▶ Exercise prompt
Count the lines in the data below that contain the string "frozen", with case counting, and give only the number.

▶ Extracted entries
::::::

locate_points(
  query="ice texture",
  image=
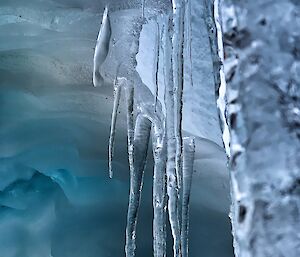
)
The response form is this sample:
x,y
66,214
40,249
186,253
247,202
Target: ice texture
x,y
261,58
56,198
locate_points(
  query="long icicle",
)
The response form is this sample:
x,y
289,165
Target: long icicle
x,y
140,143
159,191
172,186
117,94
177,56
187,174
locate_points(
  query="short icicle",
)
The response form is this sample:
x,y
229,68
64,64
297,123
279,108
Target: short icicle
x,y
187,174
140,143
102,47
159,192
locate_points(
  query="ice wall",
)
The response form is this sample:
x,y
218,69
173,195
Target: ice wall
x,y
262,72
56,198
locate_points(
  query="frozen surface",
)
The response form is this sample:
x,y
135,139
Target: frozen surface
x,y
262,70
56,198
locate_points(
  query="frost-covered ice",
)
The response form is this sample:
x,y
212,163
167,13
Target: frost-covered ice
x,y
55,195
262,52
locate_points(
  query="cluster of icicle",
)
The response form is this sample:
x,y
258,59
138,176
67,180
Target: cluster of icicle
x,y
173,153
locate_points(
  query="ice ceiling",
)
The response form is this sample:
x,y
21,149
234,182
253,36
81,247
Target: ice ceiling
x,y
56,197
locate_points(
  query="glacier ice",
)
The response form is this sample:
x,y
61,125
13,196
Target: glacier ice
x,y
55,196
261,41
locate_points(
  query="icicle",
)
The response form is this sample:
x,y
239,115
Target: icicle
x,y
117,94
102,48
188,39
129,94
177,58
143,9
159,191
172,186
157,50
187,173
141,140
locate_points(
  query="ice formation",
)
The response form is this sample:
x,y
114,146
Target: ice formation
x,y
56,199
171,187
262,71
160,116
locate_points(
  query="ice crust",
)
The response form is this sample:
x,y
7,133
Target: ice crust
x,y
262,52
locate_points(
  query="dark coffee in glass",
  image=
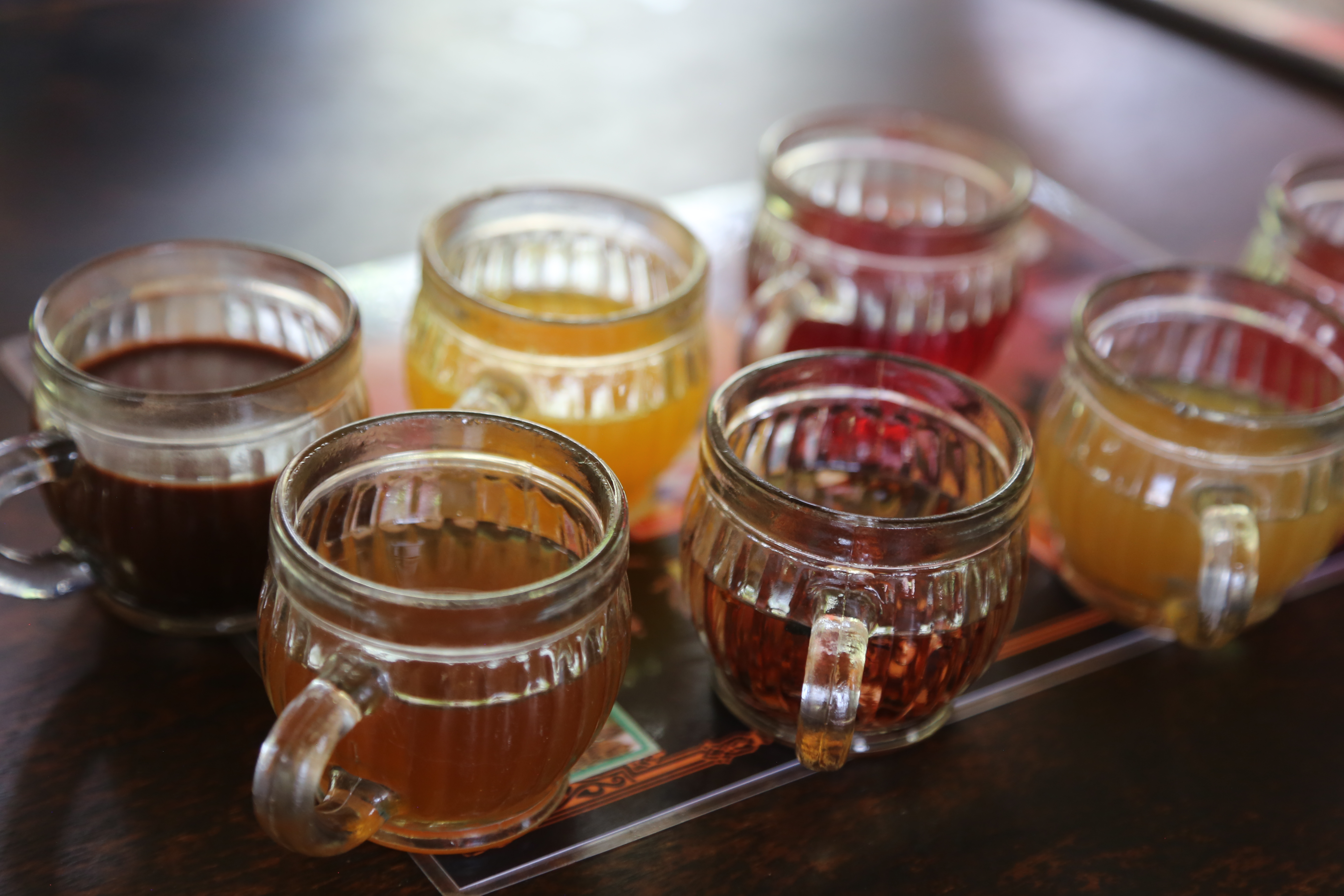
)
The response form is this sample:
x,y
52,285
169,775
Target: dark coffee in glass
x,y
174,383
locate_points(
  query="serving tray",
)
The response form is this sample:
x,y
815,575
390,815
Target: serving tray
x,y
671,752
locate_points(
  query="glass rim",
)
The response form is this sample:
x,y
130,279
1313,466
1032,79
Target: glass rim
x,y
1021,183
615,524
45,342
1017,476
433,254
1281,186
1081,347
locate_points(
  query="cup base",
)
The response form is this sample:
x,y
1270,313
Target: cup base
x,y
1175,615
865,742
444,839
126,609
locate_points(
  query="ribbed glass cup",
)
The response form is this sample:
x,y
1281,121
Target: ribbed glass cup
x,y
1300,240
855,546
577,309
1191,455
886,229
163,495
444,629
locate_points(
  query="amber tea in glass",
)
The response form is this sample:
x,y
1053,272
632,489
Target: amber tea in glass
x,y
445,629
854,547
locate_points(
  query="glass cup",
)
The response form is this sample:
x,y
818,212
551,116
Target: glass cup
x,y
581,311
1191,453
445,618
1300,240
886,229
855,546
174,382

::::::

▶ Task result
2